— Aim of the task —
Could you print every one of the items below verbatim, line for line?

Outline records for named regions:
++++++++++

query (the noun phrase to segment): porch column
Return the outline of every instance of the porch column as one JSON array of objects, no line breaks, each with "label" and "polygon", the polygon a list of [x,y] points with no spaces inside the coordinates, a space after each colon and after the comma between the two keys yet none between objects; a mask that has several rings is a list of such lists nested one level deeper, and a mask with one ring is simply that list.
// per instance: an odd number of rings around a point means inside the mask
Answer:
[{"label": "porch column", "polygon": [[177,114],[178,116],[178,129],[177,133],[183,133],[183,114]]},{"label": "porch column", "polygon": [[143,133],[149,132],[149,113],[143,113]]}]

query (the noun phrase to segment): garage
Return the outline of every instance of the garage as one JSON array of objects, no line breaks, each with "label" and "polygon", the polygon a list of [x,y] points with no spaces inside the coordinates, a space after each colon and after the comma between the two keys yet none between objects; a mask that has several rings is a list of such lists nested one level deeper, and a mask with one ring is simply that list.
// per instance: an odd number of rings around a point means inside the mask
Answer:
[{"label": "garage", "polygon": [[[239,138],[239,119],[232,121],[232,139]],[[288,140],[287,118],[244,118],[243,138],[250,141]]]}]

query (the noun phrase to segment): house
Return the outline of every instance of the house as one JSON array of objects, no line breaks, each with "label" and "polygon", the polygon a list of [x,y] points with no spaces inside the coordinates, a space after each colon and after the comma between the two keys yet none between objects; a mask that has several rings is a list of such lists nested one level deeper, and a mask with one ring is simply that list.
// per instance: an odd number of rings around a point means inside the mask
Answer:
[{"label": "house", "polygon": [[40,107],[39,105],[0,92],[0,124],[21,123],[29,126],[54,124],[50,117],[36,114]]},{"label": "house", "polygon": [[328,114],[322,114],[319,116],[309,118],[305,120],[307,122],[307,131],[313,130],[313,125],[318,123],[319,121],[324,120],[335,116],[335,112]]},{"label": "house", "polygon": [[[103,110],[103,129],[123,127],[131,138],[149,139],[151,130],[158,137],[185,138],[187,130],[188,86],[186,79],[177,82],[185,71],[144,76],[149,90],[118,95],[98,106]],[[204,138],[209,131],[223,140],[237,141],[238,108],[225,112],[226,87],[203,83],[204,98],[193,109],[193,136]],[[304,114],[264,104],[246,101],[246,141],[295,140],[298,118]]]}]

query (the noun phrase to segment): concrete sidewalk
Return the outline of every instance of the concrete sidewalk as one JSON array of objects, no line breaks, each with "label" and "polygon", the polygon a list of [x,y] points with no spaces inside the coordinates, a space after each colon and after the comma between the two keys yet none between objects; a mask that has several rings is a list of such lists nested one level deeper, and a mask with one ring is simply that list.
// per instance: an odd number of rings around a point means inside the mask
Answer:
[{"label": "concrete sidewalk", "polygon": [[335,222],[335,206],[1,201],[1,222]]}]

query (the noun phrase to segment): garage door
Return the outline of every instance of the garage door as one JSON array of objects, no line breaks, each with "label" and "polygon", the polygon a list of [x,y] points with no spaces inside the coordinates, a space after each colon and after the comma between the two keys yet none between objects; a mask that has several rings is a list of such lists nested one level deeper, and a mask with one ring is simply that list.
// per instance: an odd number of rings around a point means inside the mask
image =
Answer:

++++++++++

— Answer below —
query (the noun phrase to segment): porch column
Return the outline of every instance of the porch column as one JSON array of objects, no line breaks, each with "label" and "polygon", the polygon a list of [x,y] points with no spaces inside the coordinates, a space after each colon and after the comma between the two keys yet none between objects; a mask that has several rings is a list of such lists nested one level deeper, and a mask with one ring is simply that list.
// per instance: an odd number of rings around a point means inside the mask
Answer:
[{"label": "porch column", "polygon": [[177,114],[178,116],[178,129],[177,133],[183,133],[183,114]]},{"label": "porch column", "polygon": [[143,133],[149,132],[149,113],[143,113]]}]

query (the noun phrase to segment): garage
Return the outline of every instance of the garage as one JSON array of objects, no line breaks, each with "label" and "polygon", the polygon a list of [x,y] points with no spaces inside the coordinates, a space after each colon and after the comma between the two keys yet none between objects; a mask that has several rings is a list of such lists nested one level deeper, and a mask with one ring is simply that list.
// per instance: an odd number of rings around a point means inside the mask
Answer:
[{"label": "garage", "polygon": [[[239,138],[239,119],[232,121],[232,139]],[[288,140],[287,118],[244,118],[243,138],[250,141]]]}]

query (the noun phrase to segment): house
Return the outline of every instance of the house as one JSON array of objects, no line breaks, each with "label" and "polygon", the polygon a list of [x,y] points with no spaces inside the coordinates, a space after each colon and after the comma between the two keys yet none between objects; a mask that has several rings is a list of such lists nested one level deeper, and a mask with one ring is simply that list.
// per instance: an odd number of rings around a point means inside the mask
Answer:
[{"label": "house", "polygon": [[40,107],[39,105],[0,92],[0,124],[21,123],[29,126],[54,124],[50,117],[36,114]]},{"label": "house", "polygon": [[328,114],[322,114],[319,116],[309,118],[305,120],[307,122],[307,131],[313,130],[313,125],[318,123],[319,121],[324,120],[335,116],[335,112]]},{"label": "house", "polygon": [[[103,110],[103,129],[123,127],[131,138],[149,139],[151,130],[158,137],[185,138],[187,130],[188,86],[186,79],[177,82],[185,71],[144,76],[149,90],[118,95],[98,106]],[[204,138],[209,131],[223,140],[237,141],[238,108],[225,112],[226,87],[203,83],[204,98],[193,109],[193,136]],[[304,114],[264,104],[246,101],[246,141],[295,140],[298,118]]]}]

query (the noun phrase to segment): concrete sidewalk
Return the outline of every instance of the concrete sidewalk as one JSON array of objects, no line breaks, each with "label" and "polygon", the polygon a list of [x,y] points with no spaces inside the coordinates, a space after each colon and after the comma between the two keys yet none between objects; a mask that has several rings is a list of such lists nested one level deeper, and a mask with one ring is simply that list.
// per instance: an odd number of rings around a point means inside the mask
Answer:
[{"label": "concrete sidewalk", "polygon": [[335,222],[335,206],[1,201],[1,222]]}]

query (the noun phrase to segment): garage door
Return the outline of every instance of the garage door as one JSON array of objects, no line breaks, each with "label" and "polygon", the polygon a list of [x,y] points with no spaces inside the coordinates, a space after each colon and after the comma between the two keys yet none between objects; a mask that has several rings is a list of such lists nested one level deeper, and a mask with one ring is simply that list.
// per instance: an odd number of rings around a point means inside the mask
image =
Answer:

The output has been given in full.